■ **Stored data**:
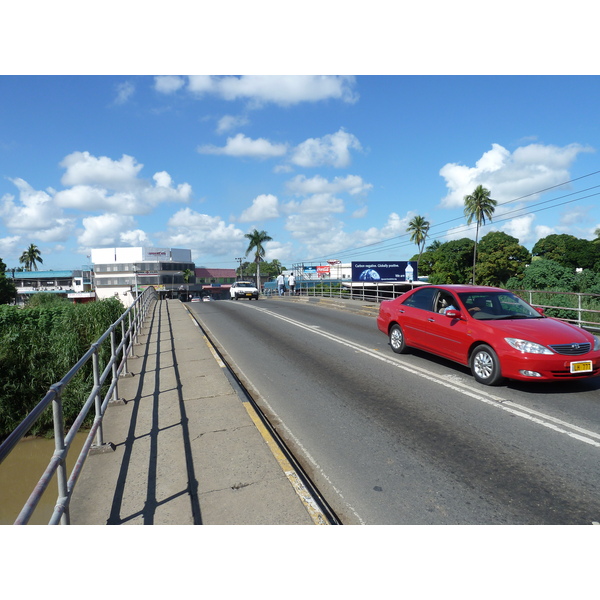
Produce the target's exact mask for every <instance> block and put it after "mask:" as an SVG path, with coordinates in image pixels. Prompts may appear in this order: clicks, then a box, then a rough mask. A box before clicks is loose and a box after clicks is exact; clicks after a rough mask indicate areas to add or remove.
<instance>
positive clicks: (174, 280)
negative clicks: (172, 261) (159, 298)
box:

■ **Try it**:
Look over the data above and show each line that contains "clicks".

■ **Exercise output**:
Produce the target's exact mask for every <instance> block and put it after "mask:" as an SVG path, with coordinates in image pixels. Prompts may appear in this order: clicks, then a box, then a rough mask. A box before clicks is loose and a box after clicks is exact; clicks after a rough mask indicate areas to add or remove.
positive clicks: (174, 280)
negative clicks: (172, 261) (159, 298)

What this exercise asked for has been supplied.